━━━ Passage to read

为什么在Python中无限运行无递归的中序树遍历？

Question

I'm trying to do Inorder tree traversal for binary trees without using recursion but it seems like the while loop keeps running infinitely. Any help would be appreciated.

class Node:
    def __init__(self, data):
        self.left = None
        self.right = None
        self.data = data


def inOrder(root):
    s = []
    while s is not None or root is not None:
        if root is not None:
            s.append(root.left)
            if root.left:
                root = root.left
        else:
            root = s.pop()
            print(root.data)
            if root.right:
                root = root.right


if __name__=='__main__':

    root = Node(5)
    root.left = Node(3)
    root.left.right = Node(2)
    root.left.left = Node(4)
    root.right = Node(10)
    root.right.left = Node(9)
    root.right.right = Node(20)

#            5 
#          /   \ 
#         3     10 
#       /  \   /  \
#      4    2 9    20

    inOrder(root)

Answer 1

Check the following code for inorder traversal:

class Node:
    def __init__(self, data):
        self.left = None
        self.right = None
        self.data = data


def inOrder(root):
    s = []
    s.append(root)
    while len(s) > 0: # Check if stack is not empty
        if root.left: #Case 1: Traverse left if there is an element left of the current root
            s.append(root.left)

━━━━━━

_Set problem A_.
Recast the entries from the line containing "Expected behaviour: for every instance of the eroded" to the line containing "x=432 y=705", both included, as a JSON list of strings with one string per line and blank lines omitted.
The forum thread and the entries are unrelated material.

━━━ Supplied entries

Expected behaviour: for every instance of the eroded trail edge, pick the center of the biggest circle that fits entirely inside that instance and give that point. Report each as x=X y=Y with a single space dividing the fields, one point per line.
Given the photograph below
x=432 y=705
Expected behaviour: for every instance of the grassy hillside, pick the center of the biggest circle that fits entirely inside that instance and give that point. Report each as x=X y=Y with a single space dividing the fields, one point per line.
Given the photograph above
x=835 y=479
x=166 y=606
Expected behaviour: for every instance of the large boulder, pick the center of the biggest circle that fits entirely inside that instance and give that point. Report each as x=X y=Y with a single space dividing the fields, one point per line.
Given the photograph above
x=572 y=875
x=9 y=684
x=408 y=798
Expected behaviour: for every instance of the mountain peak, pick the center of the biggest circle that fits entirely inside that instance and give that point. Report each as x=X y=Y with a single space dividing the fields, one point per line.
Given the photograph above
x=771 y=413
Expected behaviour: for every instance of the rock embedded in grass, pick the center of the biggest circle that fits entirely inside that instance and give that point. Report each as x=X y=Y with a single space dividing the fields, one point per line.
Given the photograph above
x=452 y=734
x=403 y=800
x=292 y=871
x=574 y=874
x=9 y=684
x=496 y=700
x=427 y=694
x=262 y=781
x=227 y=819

━━━━━━
━━━ Supplied entries

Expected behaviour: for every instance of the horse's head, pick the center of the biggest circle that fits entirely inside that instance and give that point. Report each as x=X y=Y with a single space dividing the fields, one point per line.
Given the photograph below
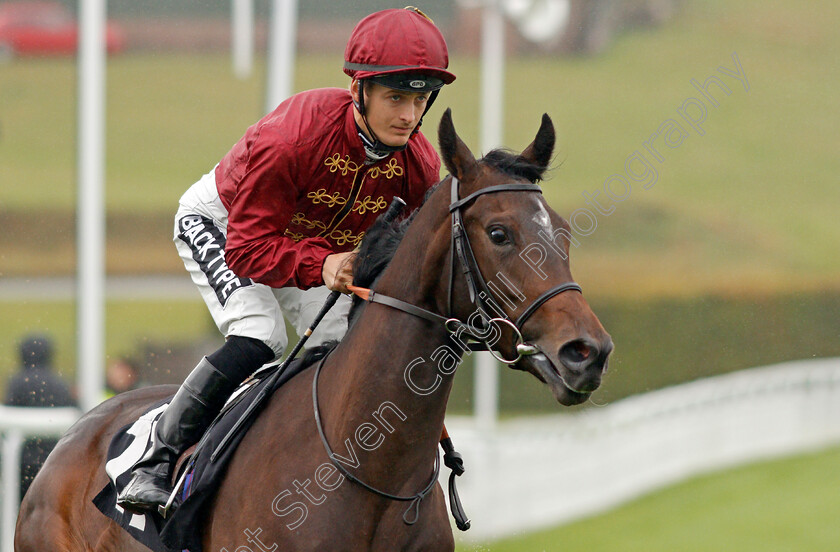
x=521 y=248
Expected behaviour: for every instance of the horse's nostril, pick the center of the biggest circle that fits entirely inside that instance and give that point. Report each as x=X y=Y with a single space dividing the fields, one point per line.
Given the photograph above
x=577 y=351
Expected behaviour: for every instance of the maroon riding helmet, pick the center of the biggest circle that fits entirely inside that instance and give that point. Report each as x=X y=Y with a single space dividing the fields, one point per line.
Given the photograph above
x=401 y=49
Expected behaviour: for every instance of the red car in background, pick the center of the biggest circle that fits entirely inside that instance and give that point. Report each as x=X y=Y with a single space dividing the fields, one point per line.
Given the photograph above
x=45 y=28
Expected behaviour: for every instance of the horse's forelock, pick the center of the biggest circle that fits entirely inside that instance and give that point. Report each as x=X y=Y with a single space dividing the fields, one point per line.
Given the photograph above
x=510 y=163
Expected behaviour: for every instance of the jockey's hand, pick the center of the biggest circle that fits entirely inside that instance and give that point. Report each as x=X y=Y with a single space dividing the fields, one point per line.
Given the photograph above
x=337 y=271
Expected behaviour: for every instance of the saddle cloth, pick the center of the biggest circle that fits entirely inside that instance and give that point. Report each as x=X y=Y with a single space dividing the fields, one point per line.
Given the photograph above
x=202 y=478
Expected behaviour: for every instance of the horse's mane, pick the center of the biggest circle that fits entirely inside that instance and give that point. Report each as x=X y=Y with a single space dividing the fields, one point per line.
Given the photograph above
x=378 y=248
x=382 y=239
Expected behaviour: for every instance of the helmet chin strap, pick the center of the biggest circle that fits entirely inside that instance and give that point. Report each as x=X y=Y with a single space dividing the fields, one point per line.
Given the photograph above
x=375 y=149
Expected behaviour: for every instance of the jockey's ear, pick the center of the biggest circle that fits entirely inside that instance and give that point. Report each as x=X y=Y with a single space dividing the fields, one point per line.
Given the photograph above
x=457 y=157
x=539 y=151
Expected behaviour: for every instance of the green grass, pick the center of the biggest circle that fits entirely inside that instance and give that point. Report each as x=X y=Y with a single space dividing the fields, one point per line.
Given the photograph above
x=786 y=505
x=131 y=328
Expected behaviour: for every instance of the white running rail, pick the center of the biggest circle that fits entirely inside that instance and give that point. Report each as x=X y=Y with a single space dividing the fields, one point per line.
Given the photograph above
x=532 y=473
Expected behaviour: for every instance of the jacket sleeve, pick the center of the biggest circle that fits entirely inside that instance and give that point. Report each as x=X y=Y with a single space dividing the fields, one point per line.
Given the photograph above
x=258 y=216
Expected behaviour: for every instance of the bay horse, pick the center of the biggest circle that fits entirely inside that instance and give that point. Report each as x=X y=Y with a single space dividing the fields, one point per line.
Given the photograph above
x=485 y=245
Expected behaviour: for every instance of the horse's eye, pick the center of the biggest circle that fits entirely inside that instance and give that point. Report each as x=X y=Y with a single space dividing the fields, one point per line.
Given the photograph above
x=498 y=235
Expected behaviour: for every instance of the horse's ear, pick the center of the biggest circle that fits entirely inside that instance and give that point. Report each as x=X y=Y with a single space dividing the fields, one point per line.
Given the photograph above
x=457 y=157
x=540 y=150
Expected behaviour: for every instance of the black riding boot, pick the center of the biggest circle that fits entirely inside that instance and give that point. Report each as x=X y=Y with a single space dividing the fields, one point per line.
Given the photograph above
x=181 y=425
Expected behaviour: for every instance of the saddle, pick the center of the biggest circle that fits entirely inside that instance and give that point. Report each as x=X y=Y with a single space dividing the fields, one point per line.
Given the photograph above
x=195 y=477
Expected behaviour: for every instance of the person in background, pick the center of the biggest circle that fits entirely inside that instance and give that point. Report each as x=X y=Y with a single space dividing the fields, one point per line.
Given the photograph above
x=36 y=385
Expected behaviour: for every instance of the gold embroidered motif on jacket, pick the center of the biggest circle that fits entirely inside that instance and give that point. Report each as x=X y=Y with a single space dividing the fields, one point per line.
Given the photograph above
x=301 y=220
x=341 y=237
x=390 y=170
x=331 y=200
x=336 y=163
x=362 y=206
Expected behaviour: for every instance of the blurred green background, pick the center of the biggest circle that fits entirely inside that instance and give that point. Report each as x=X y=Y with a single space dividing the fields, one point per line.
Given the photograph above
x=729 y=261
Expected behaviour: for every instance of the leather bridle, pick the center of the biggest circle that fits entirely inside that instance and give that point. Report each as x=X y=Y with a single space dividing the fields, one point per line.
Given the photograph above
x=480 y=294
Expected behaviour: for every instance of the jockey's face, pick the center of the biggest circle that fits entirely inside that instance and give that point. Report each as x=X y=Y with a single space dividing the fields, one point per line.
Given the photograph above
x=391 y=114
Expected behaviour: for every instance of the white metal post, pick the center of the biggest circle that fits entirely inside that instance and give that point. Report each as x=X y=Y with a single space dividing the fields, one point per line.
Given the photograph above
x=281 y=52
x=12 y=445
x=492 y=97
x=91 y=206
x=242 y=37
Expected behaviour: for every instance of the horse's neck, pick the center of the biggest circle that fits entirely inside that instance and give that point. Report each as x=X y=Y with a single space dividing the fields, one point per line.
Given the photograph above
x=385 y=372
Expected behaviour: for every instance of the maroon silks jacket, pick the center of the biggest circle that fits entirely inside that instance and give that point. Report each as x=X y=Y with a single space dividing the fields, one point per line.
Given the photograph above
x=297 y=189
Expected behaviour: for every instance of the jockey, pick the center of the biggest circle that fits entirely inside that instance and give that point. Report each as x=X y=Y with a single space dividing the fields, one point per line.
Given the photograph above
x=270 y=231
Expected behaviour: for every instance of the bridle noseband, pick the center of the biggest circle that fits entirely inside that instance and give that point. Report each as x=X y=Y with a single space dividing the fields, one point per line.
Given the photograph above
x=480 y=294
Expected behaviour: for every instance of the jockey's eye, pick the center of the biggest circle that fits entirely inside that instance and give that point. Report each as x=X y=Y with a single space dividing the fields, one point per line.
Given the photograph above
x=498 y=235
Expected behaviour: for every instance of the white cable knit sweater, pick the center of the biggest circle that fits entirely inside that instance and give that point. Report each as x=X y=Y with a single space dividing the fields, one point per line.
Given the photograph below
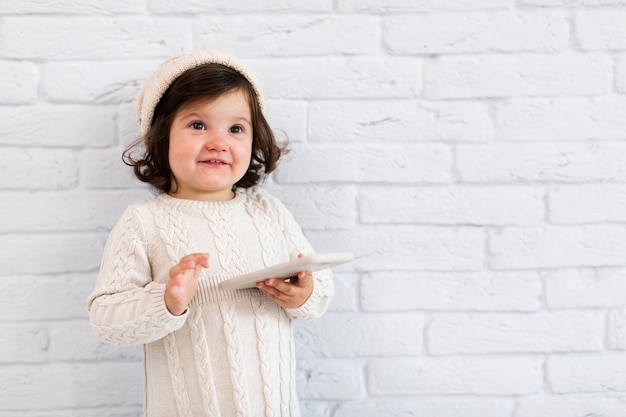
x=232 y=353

━━━━━━

_Set problem B_.
Continue the forum thread on non-recursive inorder tree traversal in Python from the point where it stops.

_Output A_.
[
  "Expected behaviour: for every instance of the eroded trail edge, pick the center of the biggest circle that fits entirely inside that instance and give that point. Report each as x=X y=Y with a single space dividing the fields, one point per line.",
  "Given the photograph below",
  "x=432 y=705"
]

_Output B_.
            root = root.left
        else:
            root = s.pop() #Case 2: If there is no element on the left, print the current root
            print(root.data)
            if root.right: #Case 3: If there is an element on the right, traverse right of the current root
                s.append(root.right)
                root = root.right


if __name__=='__main__':

    root = Node(5)
    root.left = Node(3)
    root.left.right = Node(2)
    root.left.left = Node(4)
    root.right = Node(10)
    root.right.left = Node(9)
    root.right.right = Node(20)
    inOrder(root)

Answer 2

Your idea is correct but the problem is that

s is not None

Is not the same as

s!=[]

Your s is a stack which is always there and you actually want to check whether your stack is empty or not.

Answer 3

You are always initiating s to an empty list, which will never be None . You wanted to check whether not s , not whether s is not None .